------ Given records ------

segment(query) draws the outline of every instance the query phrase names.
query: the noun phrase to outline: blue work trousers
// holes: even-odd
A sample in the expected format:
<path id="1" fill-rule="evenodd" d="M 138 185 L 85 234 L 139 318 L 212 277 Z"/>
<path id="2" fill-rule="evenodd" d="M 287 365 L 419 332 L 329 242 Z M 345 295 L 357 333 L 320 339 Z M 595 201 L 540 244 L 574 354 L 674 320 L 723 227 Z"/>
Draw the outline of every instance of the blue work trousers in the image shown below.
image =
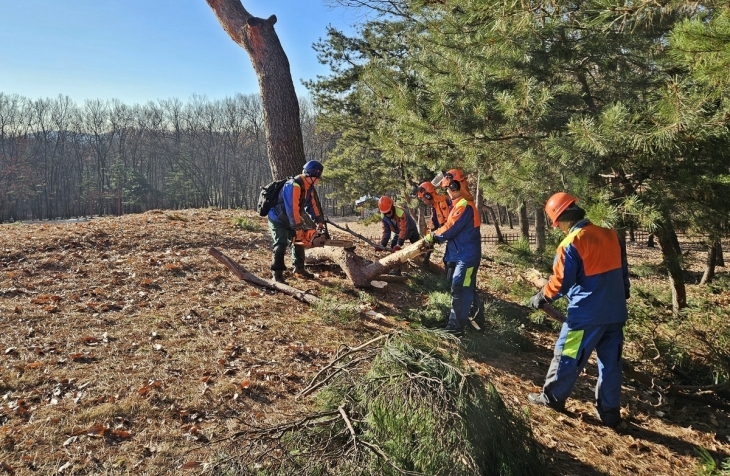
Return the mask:
<path id="1" fill-rule="evenodd" d="M 624 323 L 606 324 L 585 329 L 571 329 L 563 323 L 555 353 L 550 363 L 543 393 L 551 402 L 564 402 L 573 392 L 578 376 L 593 349 L 598 357 L 596 400 L 598 412 L 618 417 L 621 406 L 621 351 Z"/>
<path id="2" fill-rule="evenodd" d="M 450 273 L 449 265 L 447 272 Z M 477 287 L 477 271 L 479 263 L 467 264 L 464 261 L 457 261 L 453 267 L 451 278 L 451 313 L 449 322 L 446 325 L 448 330 L 464 330 L 469 322 L 469 311 L 474 302 Z"/>

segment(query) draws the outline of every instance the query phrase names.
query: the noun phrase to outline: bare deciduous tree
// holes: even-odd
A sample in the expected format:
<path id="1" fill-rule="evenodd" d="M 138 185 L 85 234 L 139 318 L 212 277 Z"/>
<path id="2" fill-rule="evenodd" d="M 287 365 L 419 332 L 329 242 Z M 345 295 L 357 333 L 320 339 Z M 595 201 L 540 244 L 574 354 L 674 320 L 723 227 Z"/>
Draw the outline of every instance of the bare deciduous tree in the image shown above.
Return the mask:
<path id="1" fill-rule="evenodd" d="M 266 142 L 275 178 L 298 174 L 305 161 L 299 102 L 289 60 L 274 31 L 276 16 L 257 18 L 240 0 L 206 0 L 223 29 L 249 54 L 259 80 Z"/>

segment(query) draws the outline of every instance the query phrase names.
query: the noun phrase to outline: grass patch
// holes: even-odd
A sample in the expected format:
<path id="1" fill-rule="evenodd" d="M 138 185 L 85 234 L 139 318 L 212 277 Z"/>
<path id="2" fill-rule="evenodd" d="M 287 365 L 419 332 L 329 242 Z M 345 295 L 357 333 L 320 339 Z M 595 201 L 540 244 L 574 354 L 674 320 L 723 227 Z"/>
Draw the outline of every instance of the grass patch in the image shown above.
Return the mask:
<path id="1" fill-rule="evenodd" d="M 360 292 L 359 297 L 365 293 Z M 370 299 L 368 299 L 370 302 Z M 313 306 L 314 314 L 325 324 L 349 324 L 360 318 L 362 309 L 360 301 L 343 299 L 342 295 L 327 288 L 322 288 L 320 301 Z"/>
<path id="2" fill-rule="evenodd" d="M 426 305 L 420 309 L 408 309 L 405 319 L 420 323 L 426 328 L 444 327 L 451 310 L 451 294 L 445 291 L 433 291 L 428 294 Z"/>
<path id="3" fill-rule="evenodd" d="M 667 274 L 667 269 L 661 264 L 637 264 L 629 268 L 629 273 L 637 278 L 660 277 Z"/>
<path id="4" fill-rule="evenodd" d="M 231 224 L 239 230 L 259 231 L 259 224 L 248 217 L 233 217 L 231 218 Z"/>

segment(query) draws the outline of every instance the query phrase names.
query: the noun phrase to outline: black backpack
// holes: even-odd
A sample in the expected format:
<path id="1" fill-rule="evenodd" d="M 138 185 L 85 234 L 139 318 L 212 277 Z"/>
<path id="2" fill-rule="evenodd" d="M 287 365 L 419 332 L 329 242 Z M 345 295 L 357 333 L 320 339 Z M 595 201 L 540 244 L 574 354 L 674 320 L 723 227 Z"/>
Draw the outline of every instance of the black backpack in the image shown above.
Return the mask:
<path id="1" fill-rule="evenodd" d="M 279 202 L 279 193 L 284 187 L 284 184 L 295 177 L 289 177 L 281 180 L 274 180 L 273 182 L 266 184 L 261 187 L 259 192 L 259 201 L 256 203 L 256 212 L 259 216 L 265 217 L 269 214 L 269 210 L 276 206 Z"/>

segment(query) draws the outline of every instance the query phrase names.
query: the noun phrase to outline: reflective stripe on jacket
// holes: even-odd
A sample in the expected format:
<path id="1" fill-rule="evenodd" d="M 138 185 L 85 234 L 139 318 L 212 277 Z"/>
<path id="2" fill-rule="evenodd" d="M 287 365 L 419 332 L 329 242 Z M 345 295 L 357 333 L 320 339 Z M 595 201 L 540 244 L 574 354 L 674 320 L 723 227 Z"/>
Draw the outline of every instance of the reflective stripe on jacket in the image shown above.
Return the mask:
<path id="1" fill-rule="evenodd" d="M 444 195 L 433 195 L 433 205 L 431 205 L 431 229 L 436 230 L 446 224 L 449 218 L 449 212 L 453 206 L 451 200 Z"/>
<path id="2" fill-rule="evenodd" d="M 413 233 L 418 233 L 418 227 L 416 226 L 416 220 L 406 210 L 395 205 L 393 206 L 393 210 L 395 210 L 395 216 L 393 218 L 388 218 L 385 214 L 381 213 L 383 219 L 383 235 L 380 238 L 380 245 L 388 246 L 390 234 L 393 232 L 397 237 L 393 237 L 392 244 L 397 244 L 402 247 L 406 242 L 406 238 L 412 236 Z"/>
<path id="3" fill-rule="evenodd" d="M 314 199 L 314 187 L 304 175 L 297 175 L 281 188 L 279 200 L 269 211 L 269 219 L 298 228 L 302 225 L 302 213 L 315 222 L 322 221 L 322 213 Z"/>
<path id="4" fill-rule="evenodd" d="M 446 241 L 444 261 L 478 263 L 482 259 L 481 220 L 473 201 L 456 200 L 446 223 L 433 232 L 439 242 Z"/>
<path id="5" fill-rule="evenodd" d="M 560 243 L 553 275 L 543 287 L 549 301 L 568 298 L 571 329 L 626 322 L 629 270 L 614 230 L 581 220 Z"/>

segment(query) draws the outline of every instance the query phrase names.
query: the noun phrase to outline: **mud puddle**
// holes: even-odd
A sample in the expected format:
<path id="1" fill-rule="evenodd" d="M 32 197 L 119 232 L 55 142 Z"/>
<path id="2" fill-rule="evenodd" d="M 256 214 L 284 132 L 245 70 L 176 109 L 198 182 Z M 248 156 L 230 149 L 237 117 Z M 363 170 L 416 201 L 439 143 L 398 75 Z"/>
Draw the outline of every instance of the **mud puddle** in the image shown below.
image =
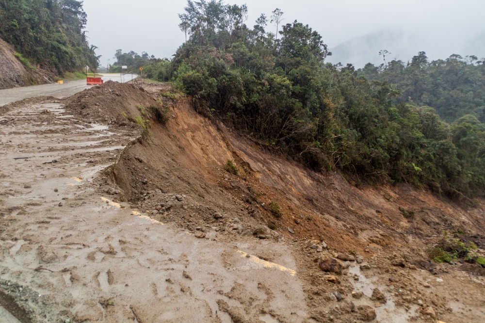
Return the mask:
<path id="1" fill-rule="evenodd" d="M 379 288 L 382 291 L 384 286 L 376 286 L 374 282 L 377 278 L 372 279 L 368 278 L 361 272 L 360 268 L 356 263 L 354 263 L 349 267 L 349 275 L 357 277 L 358 280 L 350 279 L 355 291 L 361 291 L 364 294 L 370 298 L 373 291 L 375 288 Z M 398 290 L 398 291 L 400 290 Z M 381 306 L 375 308 L 377 315 L 376 320 L 386 323 L 407 323 L 409 319 L 415 315 L 418 306 L 412 305 L 411 309 L 406 310 L 404 308 L 396 307 L 396 304 L 392 296 L 389 293 L 383 291 L 387 298 L 387 301 Z M 355 302 L 356 305 L 362 305 L 364 302 L 359 300 Z M 361 304 L 362 303 L 362 304 Z M 368 304 L 372 305 L 372 304 Z"/>

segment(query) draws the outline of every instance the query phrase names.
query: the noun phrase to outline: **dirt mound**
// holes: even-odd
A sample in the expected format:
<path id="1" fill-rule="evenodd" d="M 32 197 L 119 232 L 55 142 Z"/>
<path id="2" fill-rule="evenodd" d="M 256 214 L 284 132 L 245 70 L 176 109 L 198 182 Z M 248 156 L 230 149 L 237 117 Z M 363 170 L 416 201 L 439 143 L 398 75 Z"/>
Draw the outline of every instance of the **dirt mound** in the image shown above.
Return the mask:
<path id="1" fill-rule="evenodd" d="M 85 90 L 65 102 L 65 109 L 75 114 L 97 122 L 118 125 L 135 121 L 144 116 L 142 111 L 157 106 L 153 96 L 143 88 L 113 81 Z"/>
<path id="2" fill-rule="evenodd" d="M 25 67 L 12 47 L 0 39 L 0 89 L 50 82 L 36 71 Z"/>
<path id="3" fill-rule="evenodd" d="M 453 311 L 463 303 L 473 310 L 482 306 L 466 294 L 485 286 L 480 265 L 464 259 L 436 263 L 429 251 L 448 237 L 473 246 L 471 255 L 485 255 L 483 200 L 472 207 L 406 184 L 357 188 L 337 173 L 316 173 L 202 116 L 189 100 L 172 105 L 168 114 L 165 125 L 149 123 L 147 140 L 126 150 L 114 167 L 116 186 L 107 191 L 114 199 L 201 238 L 215 231 L 232 243 L 263 229 L 274 233 L 269 239 L 292 246 L 318 322 L 376 315 L 380 322 L 435 322 L 434 315 L 465 322 L 481 315 L 463 318 Z M 271 250 L 257 256 L 274 261 Z M 332 257 L 344 259 L 341 275 L 319 267 Z M 344 261 L 355 258 L 364 262 Z M 454 301 L 443 296 L 462 287 L 468 291 L 453 294 Z M 377 287 L 391 300 L 373 300 Z M 353 296 L 356 290 L 363 292 L 361 299 Z M 222 305 L 220 310 L 230 312 Z"/>

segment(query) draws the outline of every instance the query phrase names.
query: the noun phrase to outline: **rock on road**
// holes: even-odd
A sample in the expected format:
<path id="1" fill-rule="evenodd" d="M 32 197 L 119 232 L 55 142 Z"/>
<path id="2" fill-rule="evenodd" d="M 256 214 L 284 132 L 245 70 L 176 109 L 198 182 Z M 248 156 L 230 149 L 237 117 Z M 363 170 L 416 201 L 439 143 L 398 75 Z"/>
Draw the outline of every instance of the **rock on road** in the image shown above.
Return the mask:
<path id="1" fill-rule="evenodd" d="M 140 134 L 64 108 L 39 98 L 0 115 L 15 120 L 0 127 L 0 290 L 34 322 L 311 322 L 287 245 L 198 239 L 106 198 L 100 171 Z M 272 264 L 252 256 L 270 250 Z"/>

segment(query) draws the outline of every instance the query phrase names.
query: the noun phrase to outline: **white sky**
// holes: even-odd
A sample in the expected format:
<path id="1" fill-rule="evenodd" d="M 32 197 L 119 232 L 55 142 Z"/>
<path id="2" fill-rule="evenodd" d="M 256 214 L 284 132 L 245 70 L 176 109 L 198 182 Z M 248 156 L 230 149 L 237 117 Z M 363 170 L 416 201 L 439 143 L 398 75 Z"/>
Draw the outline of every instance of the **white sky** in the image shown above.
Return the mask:
<path id="1" fill-rule="evenodd" d="M 433 59 L 446 58 L 453 53 L 485 57 L 485 52 L 478 52 L 485 48 L 473 47 L 476 41 L 473 40 L 481 34 L 485 35 L 484 0 L 226 0 L 226 2 L 246 3 L 249 16 L 246 23 L 251 27 L 260 14 L 269 16 L 275 8 L 279 8 L 285 13 L 284 23 L 296 19 L 309 25 L 330 48 L 356 37 L 389 29 L 401 31 L 405 35 L 409 52 L 424 51 Z M 178 27 L 177 14 L 183 11 L 186 3 L 185 0 L 84 0 L 89 41 L 99 48 L 97 52 L 103 55 L 100 61 L 104 65 L 108 59 L 113 63 L 118 48 L 123 52 L 146 51 L 157 57 L 169 57 L 185 39 Z M 268 28 L 275 30 L 273 26 Z M 392 52 L 392 56 L 399 54 L 392 48 L 385 49 Z M 470 50 L 474 52 L 465 52 Z"/>

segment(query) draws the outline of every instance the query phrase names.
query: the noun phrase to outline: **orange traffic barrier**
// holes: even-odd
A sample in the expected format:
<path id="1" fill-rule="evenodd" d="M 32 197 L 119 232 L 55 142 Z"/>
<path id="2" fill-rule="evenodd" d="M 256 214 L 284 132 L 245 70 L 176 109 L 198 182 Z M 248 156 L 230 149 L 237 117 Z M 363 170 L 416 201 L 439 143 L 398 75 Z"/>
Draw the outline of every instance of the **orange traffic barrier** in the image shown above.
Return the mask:
<path id="1" fill-rule="evenodd" d="M 103 83 L 103 79 L 101 78 L 87 78 L 86 79 L 86 84 L 88 85 L 100 85 Z"/>

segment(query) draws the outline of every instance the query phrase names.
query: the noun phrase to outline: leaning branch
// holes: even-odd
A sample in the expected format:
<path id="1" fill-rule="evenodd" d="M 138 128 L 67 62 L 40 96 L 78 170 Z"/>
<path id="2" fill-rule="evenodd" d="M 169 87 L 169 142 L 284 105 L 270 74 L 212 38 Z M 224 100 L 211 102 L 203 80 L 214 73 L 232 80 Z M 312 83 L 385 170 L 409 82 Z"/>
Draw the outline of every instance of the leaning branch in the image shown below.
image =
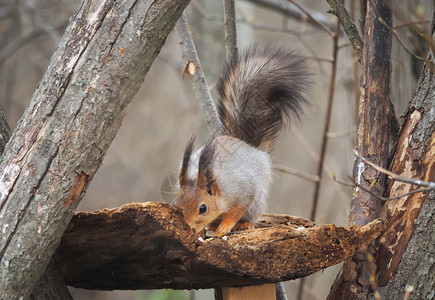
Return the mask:
<path id="1" fill-rule="evenodd" d="M 85 0 L 70 20 L 0 160 L 3 298 L 29 297 L 188 2 Z"/>
<path id="2" fill-rule="evenodd" d="M 195 43 L 189 30 L 186 14 L 183 13 L 177 23 L 177 33 L 181 40 L 183 59 L 185 67 L 183 78 L 186 74 L 192 80 L 193 93 L 199 101 L 204 113 L 205 122 L 210 133 L 214 134 L 222 131 L 222 124 L 218 118 L 216 105 L 208 89 L 204 72 L 201 68 L 198 53 L 196 52 Z"/>

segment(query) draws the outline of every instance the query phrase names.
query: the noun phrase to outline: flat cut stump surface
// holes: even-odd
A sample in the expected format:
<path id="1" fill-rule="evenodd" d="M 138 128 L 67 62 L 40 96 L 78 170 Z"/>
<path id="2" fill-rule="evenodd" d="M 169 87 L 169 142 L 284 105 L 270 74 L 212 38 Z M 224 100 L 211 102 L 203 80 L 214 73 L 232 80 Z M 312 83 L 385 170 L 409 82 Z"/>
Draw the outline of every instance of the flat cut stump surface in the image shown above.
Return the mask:
<path id="1" fill-rule="evenodd" d="M 202 289 L 296 279 L 335 265 L 385 230 L 316 226 L 265 214 L 255 229 L 202 239 L 166 203 L 78 213 L 54 259 L 68 285 L 99 290 Z"/>

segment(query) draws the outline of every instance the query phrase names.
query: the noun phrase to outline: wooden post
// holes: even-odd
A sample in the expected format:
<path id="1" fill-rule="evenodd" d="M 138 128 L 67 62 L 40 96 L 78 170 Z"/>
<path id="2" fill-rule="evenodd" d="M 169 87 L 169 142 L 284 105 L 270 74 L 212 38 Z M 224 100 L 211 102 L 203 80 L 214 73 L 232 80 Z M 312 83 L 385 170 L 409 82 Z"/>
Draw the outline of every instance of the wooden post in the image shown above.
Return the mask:
<path id="1" fill-rule="evenodd" d="M 263 284 L 222 289 L 223 300 L 275 300 L 275 284 Z"/>

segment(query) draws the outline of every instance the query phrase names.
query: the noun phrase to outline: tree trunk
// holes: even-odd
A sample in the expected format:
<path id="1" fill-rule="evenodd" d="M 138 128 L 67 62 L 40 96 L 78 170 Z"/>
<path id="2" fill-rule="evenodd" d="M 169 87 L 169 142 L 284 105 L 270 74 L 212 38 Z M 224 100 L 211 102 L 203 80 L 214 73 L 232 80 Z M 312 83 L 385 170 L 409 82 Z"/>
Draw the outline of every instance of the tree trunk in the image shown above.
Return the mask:
<path id="1" fill-rule="evenodd" d="M 27 298 L 189 0 L 84 1 L 0 161 L 0 290 Z"/>
<path id="2" fill-rule="evenodd" d="M 391 2 L 372 1 L 367 4 L 364 29 L 364 48 L 361 63 L 361 97 L 356 150 L 387 167 L 390 129 L 391 92 Z M 379 19 L 382 18 L 383 22 Z M 386 176 L 359 158 L 355 160 L 353 178 L 357 184 L 383 195 Z M 360 186 L 353 190 L 349 225 L 363 226 L 379 216 L 380 200 Z M 368 249 L 372 252 L 371 248 Z M 370 290 L 370 270 L 367 251 L 357 253 L 345 261 L 328 299 L 366 299 Z"/>
<path id="3" fill-rule="evenodd" d="M 413 100 L 404 116 L 390 169 L 402 177 L 435 181 L 435 77 L 433 56 L 424 66 Z M 389 182 L 389 196 L 417 189 Z M 402 299 L 407 285 L 410 299 L 433 299 L 435 291 L 435 192 L 416 193 L 387 201 L 381 216 L 389 229 L 376 245 L 378 285 L 384 299 Z"/>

------

Rewrite everything from the start of the records down to the line containing "266 142 L 275", substituting "occurrence" for each "instance" and changing nothing else. Leave the pictures out.

segment(query) draws the outline of every occurrence the query phrase names.
query: the noun phrase to outline: blue work trousers
// holes: even-odd
A sample in the expected format:
<path id="1" fill-rule="evenodd" d="M 138 185 L 85 234 L 139 318 L 212 277 Z"/>
<path id="2" fill-rule="evenodd" d="M 287 365 L 419 332 L 329 242 Z M 345 295 L 357 333 L 320 339 Z M 595 201 L 540 244 L 574 354 L 674 320 L 723 227 Z"/>
Draw the outline of every occurrence of the blue work trousers in the image shown below.
image =
Return the mask:
<path id="1" fill-rule="evenodd" d="M 624 323 L 606 324 L 585 329 L 571 329 L 563 323 L 555 353 L 550 363 L 543 393 L 551 402 L 564 402 L 573 392 L 578 376 L 593 349 L 598 357 L 596 400 L 598 412 L 618 417 L 621 406 L 621 351 Z"/>
<path id="2" fill-rule="evenodd" d="M 450 273 L 449 265 L 447 272 Z M 477 287 L 477 271 L 479 263 L 467 264 L 464 261 L 457 261 L 453 267 L 451 278 L 451 313 L 449 322 L 446 325 L 448 330 L 464 330 L 469 322 L 469 311 L 474 302 Z"/>

segment(query) draws the outline of every occurrence the query phrase names.
query: the noun phrase to outline: bare deciduous tree
// holes: even-odd
A sample in the expected format:
<path id="1" fill-rule="evenodd" d="M 138 185 L 85 234 L 139 318 L 212 277 Z"/>
<path id="2" fill-rule="evenodd" d="M 287 365 L 419 332 L 329 242 Z M 345 295 L 357 333 L 320 339 Z M 595 201 L 540 244 L 574 354 L 674 320 L 723 227 Z"/>
Draw the outline of every occurrence of the bare deciduous tree in the image shown above.
Return the mask:
<path id="1" fill-rule="evenodd" d="M 266 142 L 275 178 L 298 174 L 305 161 L 299 102 L 289 60 L 274 31 L 276 16 L 257 18 L 240 0 L 206 0 L 223 29 L 249 54 L 259 80 Z"/>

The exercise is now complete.